Danny Krug is a photographer and writer based in NYC. He publishes a bi-monthly music and culture magazine called 1.21 Gigawatts. In the following interview I try and get commentary on the connections between music journalism, literary labels, and cultural reporting in the digital age. In a time when the multiplicity of channels provided by the internet seems shorted by more narrow channels and tastemakers, where do authors and literary consumers stand? Danny provides insights and says “bullshit” a lot.
MB: Where have you published? What have you published?
◇ ◇ ◇ ◇ ◇
**INSTRUCTION 1**
Echo back the part of the listing that opens with the line containing "of the black" and runs through the listing's last line.

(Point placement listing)
◇ ◇ ◇ ◇ ◇
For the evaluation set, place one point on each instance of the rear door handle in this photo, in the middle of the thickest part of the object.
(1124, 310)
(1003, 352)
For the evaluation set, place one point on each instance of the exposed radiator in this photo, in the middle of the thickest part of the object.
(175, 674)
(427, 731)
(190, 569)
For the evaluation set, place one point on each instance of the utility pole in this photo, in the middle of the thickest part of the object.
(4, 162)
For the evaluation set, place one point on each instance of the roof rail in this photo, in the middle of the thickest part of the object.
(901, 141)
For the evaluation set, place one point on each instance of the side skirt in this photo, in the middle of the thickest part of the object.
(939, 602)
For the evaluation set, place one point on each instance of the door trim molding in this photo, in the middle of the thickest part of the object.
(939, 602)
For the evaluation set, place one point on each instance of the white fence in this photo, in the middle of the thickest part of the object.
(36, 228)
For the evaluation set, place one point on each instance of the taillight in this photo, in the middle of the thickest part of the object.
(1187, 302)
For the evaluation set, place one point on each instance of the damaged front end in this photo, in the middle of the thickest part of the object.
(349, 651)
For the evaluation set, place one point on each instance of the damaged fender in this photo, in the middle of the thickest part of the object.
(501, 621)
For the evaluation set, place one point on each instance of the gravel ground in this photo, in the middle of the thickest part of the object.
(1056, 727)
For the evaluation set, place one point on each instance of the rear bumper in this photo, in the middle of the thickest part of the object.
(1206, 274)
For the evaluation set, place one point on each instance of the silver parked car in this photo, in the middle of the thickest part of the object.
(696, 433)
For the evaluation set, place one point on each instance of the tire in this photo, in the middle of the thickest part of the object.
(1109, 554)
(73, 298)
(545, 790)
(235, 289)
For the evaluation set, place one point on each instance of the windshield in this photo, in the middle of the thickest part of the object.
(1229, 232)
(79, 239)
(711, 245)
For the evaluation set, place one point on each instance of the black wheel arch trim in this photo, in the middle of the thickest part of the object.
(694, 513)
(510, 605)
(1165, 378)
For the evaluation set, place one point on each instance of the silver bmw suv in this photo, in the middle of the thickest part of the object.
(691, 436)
◇ ◇ ◇ ◇ ◇
**INSTRUCTION 2**
Duplicate the part of the interview introduction that opens with the words containing "Danny Krug is" and closes with "What have you published?".

**EXPECTED OUTPUT 1**
For the evaluation set, place one point on each instance of the black wheel arch trim in this photo, in the middle of the thickest part of the object.
(694, 513)
(510, 605)
(1165, 378)
For the evaluation set, place one point on each instance of the silver bmw suv in this photo, in the middle of the thickest part of the object.
(691, 436)

**EXPECTED OUTPUT 2**
Danny Krug is a photographer and writer based in NYC. He publishes a bi-monthly music and culture magazine called 1.21 Gigawatts. In the following interview I try and get commentary on the connections between music journalism, literary labels, and cultural reporting in the digital age. In a time when the multiplicity of channels provided by the internet seems shorted by more narrow channels and tastemakers, where do authors and literary consumers stand? Danny provides insights and says “bullshit” a lot.
MB: Where have you published? What have you published?